Jobs >>
1) Answer these about the smoking thread, one line each:
(a) How many years of smoking does badfrog list in the first post?
(b) In what year did mossymo start smoking?
(c) What running total does bayouchilehead give?
2) Count the lines of the records that contain the string "hand", with case counting, and give only the number.

* Start Supplied text *

# How many years have you been smoking?



## badfrog (Apr 5, 2010)

This may or may not work...
I am curious how many years of smoking experience is represented here on the SMF.

SO...
whoever adds to this post next, tell us your number of years smoking then add your total to the cumulative and keep it going...

my number of years smoking:
30

total cumulative years of smoking on the SMF so far:
*30*


----------



## hogfan40 (Apr 5, 2010)

5 and counting, i'll play, good thread


----------



## badfrog (Apr 5, 2010)

so were up to a total of 

*35*


----------



## hogfan40 (Apr 5, 2010)

Lol sorry 

5 years

35 so far


----------



## rbranstner (Apr 5, 2010)

I would say around 5 years here to so make it 40 years


----------



## caveman (Apr 5, 2010)

Can I play?  But I am still a rookie with only two months.


----------



## nwdave (Apr 5, 2010)

So, that's 40 years and two months.......Then there's ummmmm, hold on, gotta take off the shoes so I can count my toes, uh, there's 20 plus 4 and then there was that 3 in Colorado, then there was.... oh about 33 so that makes it 
	

	
	
		
		



		
			






73 years 2 months


----------



## jjwdiver (Apr 5, 2010)

I'll add in my *2 years*


75.2 total so far


----------



## travcoman45 (Apr 5, 2010)

35 +

so that gives us 110.2 eh?


----------



## ecto1 (Apr 6, 2010)

Solid Six years here 

So it is 116.2


----------



## mossymo (Apr 6, 2010)

Making sausage since 1988, started smoking in 1998 (hired the smoke done before that cause I thought it would be diifficult), so my answer is 12 years.

*122.2 years*


----------



## bayouchilehead (Apr 6, 2010)

4 years

*So now it is 126.2*


----------



## forluvofsmoke (Apr 6, 2010)

9 years including indirect smoking on the grill until I got my 'lil GOSM.

* End Supplied text *
* Start Task material *

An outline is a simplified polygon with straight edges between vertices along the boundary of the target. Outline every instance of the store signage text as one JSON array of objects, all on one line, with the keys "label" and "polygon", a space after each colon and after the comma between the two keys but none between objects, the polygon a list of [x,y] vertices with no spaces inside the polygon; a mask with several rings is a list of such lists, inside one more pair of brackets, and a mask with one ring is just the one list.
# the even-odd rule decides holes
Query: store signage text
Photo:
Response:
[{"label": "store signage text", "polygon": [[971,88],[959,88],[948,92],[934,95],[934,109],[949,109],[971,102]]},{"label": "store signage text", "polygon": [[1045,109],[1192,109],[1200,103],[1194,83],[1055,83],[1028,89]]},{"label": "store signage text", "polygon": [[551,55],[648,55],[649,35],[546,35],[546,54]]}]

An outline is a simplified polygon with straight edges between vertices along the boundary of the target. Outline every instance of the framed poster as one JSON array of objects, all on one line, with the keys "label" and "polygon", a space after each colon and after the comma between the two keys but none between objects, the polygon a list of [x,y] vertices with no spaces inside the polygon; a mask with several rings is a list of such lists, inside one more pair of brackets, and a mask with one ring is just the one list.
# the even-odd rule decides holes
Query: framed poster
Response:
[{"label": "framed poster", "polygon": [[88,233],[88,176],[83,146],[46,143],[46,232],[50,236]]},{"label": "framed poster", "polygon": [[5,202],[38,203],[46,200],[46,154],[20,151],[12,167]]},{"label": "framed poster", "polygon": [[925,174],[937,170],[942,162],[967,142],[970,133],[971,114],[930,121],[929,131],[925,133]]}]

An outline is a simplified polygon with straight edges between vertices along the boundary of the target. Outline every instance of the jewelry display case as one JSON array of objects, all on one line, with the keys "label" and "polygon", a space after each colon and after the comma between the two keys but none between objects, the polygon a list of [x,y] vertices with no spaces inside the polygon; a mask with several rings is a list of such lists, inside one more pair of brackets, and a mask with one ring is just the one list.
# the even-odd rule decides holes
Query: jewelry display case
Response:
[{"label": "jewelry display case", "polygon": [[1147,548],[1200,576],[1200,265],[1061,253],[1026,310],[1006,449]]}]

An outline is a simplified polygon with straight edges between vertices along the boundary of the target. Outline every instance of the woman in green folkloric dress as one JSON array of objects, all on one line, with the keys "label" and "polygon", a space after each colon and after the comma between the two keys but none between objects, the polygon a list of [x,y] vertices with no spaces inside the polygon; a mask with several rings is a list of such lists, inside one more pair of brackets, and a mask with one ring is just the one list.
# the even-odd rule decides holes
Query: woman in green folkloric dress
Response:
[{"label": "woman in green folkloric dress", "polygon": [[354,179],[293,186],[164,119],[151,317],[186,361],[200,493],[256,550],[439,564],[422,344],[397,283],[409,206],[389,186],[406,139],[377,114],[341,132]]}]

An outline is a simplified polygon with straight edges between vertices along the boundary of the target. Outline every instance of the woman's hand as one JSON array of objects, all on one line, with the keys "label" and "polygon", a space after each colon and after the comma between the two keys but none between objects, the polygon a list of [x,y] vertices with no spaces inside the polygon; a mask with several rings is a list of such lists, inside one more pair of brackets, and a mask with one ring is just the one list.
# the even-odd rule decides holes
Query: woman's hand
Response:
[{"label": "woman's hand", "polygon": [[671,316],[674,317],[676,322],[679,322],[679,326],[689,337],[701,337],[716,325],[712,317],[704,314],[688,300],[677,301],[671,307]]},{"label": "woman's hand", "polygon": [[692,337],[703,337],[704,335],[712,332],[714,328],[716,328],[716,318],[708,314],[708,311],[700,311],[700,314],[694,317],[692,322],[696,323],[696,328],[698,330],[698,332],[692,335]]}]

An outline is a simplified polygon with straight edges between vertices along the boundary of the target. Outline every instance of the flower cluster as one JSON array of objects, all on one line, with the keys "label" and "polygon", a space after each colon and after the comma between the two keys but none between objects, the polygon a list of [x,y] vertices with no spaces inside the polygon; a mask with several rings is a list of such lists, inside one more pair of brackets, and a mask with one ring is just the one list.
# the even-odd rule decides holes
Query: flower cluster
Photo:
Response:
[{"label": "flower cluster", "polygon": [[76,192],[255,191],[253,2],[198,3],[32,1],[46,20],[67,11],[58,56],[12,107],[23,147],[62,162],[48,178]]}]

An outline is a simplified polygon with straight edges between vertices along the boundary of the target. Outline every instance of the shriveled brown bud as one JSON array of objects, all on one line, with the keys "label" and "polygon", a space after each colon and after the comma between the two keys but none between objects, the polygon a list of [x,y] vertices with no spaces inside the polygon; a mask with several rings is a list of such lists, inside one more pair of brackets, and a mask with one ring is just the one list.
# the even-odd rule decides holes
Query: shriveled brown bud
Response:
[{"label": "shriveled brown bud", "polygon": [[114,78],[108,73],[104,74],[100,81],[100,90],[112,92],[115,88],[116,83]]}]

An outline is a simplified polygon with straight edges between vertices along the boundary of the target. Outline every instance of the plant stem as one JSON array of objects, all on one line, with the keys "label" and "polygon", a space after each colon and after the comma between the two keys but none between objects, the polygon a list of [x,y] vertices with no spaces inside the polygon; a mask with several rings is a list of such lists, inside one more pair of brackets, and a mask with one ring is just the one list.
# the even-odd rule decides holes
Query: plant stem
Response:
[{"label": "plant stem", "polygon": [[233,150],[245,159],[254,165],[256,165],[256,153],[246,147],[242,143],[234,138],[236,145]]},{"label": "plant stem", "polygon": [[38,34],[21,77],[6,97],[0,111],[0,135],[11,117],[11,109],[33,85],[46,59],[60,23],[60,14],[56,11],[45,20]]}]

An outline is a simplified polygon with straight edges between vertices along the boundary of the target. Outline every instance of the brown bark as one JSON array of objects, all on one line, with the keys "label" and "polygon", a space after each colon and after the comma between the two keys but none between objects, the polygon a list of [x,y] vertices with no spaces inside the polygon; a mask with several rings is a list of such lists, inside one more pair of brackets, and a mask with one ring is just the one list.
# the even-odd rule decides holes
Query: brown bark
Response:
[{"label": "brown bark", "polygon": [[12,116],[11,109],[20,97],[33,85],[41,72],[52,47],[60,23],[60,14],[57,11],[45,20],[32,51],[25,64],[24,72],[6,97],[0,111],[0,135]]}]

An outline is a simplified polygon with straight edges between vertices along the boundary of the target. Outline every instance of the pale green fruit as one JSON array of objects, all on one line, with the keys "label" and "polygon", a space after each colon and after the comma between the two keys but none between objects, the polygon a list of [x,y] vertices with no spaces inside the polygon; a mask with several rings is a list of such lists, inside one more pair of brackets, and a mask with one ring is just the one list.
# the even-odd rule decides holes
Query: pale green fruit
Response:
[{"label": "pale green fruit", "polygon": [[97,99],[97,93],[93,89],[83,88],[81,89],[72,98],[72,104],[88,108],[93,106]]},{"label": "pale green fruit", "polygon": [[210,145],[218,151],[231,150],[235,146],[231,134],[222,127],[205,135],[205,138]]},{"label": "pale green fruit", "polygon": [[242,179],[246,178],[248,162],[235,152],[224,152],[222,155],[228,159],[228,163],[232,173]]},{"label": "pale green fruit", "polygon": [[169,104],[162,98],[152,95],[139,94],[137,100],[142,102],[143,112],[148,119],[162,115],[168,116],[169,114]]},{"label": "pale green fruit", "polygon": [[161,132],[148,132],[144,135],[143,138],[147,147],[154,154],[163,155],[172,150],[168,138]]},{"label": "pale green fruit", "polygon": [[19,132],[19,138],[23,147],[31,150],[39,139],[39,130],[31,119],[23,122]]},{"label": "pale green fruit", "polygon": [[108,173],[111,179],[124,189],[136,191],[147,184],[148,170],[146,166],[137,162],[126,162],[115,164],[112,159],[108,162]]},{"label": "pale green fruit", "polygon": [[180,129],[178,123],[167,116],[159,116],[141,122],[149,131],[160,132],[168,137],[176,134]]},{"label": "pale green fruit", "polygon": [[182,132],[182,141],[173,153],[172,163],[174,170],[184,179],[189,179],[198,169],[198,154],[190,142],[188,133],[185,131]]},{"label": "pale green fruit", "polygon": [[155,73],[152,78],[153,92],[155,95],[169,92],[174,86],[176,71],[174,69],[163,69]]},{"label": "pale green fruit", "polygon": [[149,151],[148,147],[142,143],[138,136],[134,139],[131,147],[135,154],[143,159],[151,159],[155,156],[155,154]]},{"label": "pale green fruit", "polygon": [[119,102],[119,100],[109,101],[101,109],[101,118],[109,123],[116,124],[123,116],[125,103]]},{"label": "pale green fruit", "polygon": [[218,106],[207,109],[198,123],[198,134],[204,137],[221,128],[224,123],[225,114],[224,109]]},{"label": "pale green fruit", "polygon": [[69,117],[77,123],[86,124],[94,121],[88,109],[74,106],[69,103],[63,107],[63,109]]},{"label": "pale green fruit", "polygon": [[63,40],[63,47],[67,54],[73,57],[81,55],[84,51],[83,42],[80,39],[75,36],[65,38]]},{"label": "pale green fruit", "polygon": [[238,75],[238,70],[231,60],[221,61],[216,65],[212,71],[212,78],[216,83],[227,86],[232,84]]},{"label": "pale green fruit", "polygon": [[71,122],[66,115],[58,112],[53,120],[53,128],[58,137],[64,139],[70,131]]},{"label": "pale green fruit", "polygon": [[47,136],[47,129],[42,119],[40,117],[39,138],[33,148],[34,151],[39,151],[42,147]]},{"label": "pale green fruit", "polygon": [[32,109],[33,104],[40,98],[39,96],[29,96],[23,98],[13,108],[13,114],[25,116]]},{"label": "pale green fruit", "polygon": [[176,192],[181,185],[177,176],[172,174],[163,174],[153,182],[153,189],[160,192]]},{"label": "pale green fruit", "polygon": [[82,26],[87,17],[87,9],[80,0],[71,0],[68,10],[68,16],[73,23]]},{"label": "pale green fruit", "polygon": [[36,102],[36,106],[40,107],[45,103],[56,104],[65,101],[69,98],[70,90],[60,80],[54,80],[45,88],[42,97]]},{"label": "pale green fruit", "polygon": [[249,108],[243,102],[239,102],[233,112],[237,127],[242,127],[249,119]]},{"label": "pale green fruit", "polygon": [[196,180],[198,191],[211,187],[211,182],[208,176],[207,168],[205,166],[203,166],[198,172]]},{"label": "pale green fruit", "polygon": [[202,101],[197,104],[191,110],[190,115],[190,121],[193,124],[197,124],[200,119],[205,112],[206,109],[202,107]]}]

* End Task material *

Responses per task >>
1)
(a) 30
(b) 1998
(c) 126.2

2) 3